Stated exercise. Copy every one of the records below, word for word and line for line, leaving nothing out and changing nothing.

Data for the task.

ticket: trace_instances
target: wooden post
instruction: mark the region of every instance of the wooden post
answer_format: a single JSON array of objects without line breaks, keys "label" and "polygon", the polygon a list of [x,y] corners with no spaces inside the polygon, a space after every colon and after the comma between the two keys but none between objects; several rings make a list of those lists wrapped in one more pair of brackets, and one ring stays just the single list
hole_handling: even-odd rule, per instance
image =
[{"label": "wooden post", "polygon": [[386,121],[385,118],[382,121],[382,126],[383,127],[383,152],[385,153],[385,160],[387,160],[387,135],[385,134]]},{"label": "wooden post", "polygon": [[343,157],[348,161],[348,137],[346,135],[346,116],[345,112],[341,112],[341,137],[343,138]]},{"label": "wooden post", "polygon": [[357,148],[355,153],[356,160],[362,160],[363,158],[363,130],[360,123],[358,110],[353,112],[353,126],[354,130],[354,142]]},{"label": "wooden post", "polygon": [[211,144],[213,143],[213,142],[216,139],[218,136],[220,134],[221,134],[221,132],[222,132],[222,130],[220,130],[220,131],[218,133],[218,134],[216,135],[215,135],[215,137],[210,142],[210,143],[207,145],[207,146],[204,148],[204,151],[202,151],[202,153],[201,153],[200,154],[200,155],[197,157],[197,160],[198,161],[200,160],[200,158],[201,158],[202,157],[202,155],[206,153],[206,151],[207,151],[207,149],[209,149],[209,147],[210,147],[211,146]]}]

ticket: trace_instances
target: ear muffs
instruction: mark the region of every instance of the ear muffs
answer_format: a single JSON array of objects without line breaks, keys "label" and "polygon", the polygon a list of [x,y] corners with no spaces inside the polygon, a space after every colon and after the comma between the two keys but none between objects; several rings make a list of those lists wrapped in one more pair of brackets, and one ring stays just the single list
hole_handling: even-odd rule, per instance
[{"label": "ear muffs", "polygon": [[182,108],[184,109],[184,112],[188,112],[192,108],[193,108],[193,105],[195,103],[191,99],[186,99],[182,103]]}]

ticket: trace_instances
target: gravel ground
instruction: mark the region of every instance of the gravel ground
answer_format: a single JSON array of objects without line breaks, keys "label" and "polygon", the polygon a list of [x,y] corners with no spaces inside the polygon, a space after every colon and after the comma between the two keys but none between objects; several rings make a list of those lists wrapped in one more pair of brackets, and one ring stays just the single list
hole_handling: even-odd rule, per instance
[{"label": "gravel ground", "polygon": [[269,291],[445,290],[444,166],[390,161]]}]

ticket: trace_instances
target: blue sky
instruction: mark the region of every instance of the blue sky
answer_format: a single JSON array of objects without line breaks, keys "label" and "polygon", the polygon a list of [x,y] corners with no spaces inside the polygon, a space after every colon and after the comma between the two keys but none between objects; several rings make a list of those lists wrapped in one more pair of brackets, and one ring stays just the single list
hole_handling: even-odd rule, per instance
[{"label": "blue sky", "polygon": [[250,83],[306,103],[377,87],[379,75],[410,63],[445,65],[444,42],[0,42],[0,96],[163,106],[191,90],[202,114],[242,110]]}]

Full output.
ticket: trace_instances
target: wooden post
instruction: mark the region of every instance of the wooden post
answer_format: a single JSON array of objects without line breaks, keys "label" and "polygon", the polygon a list of [x,y] corners with no spaces inside the polygon, a space after every colon and after the comma between the two keys but none between objects; several rings make a list of those lists wrapped in one more pair of brackets, and one ring stays just the single list
hole_handling: even-odd rule, per instance
image =
[{"label": "wooden post", "polygon": [[386,121],[385,118],[382,121],[382,126],[383,127],[383,152],[385,153],[385,160],[387,160],[387,135],[385,134]]},{"label": "wooden post", "polygon": [[343,157],[348,161],[348,137],[346,135],[346,116],[345,112],[341,112],[341,137],[343,138]]},{"label": "wooden post", "polygon": [[357,148],[355,153],[356,160],[362,160],[363,158],[363,130],[360,123],[358,110],[353,112],[353,126],[354,130],[354,142]]},{"label": "wooden post", "polygon": [[211,144],[213,143],[213,142],[216,139],[218,136],[220,134],[221,134],[221,132],[222,132],[222,130],[220,130],[220,131],[218,133],[218,134],[216,135],[215,135],[215,137],[210,142],[210,143],[207,145],[207,146],[204,148],[204,151],[202,151],[202,153],[201,153],[200,154],[200,155],[197,157],[197,160],[198,161],[200,160],[200,158],[201,158],[202,157],[202,155],[206,153],[206,151],[207,151],[207,149],[209,149],[209,147],[210,147],[211,146]]}]

ticket: trace_instances
target: ear muffs
instruction: mark the region of every instance of the ear muffs
answer_format: a single JSON array of objects without line breaks, keys "label" and "polygon", the polygon a list of [x,y] corners with no spaces inside the polygon, a space after every colon and after the comma between the two keys but none between objects; several rings make a list of those lists wrapped in one more pair of brackets, and one ring stays just the single list
hole_handling: even-odd rule, per instance
[{"label": "ear muffs", "polygon": [[182,108],[184,109],[184,112],[188,112],[192,108],[193,108],[193,105],[195,103],[191,99],[186,99],[182,103]]}]

ticket: trace_instances
target: gravel ground
instruction: mark the region of every instance of the gravel ground
answer_format: a single JSON array of objects without line breaks, keys "label" and "polygon", the polygon a list of [x,y] corners with no spaces inside the polygon, a space after every colon and after the comma between the two keys but none between objects; several rings make a list of those lists wrapped in one more pair of brackets, and one ring stays just the single list
hole_handling: even-odd rule, per instance
[{"label": "gravel ground", "polygon": [[269,291],[445,290],[444,166],[390,161]]}]

ticket: trace_instances
target: blue sky
instruction: mark the region of every instance of the blue sky
answer_format: a single JSON array of objects without line breaks, keys "label" and "polygon", the polygon a list of [x,y] corners with no spaces inside the polygon, a space after every colon and after the comma between the two keys but none between objects; several rings make a list of those lists wrapped in one more pair of brackets, and one ring stays just the single list
hole_handling: even-odd rule, per instance
[{"label": "blue sky", "polygon": [[250,83],[306,103],[377,87],[379,75],[410,63],[445,65],[444,42],[0,42],[0,96],[163,106],[191,90],[202,114],[242,110]]}]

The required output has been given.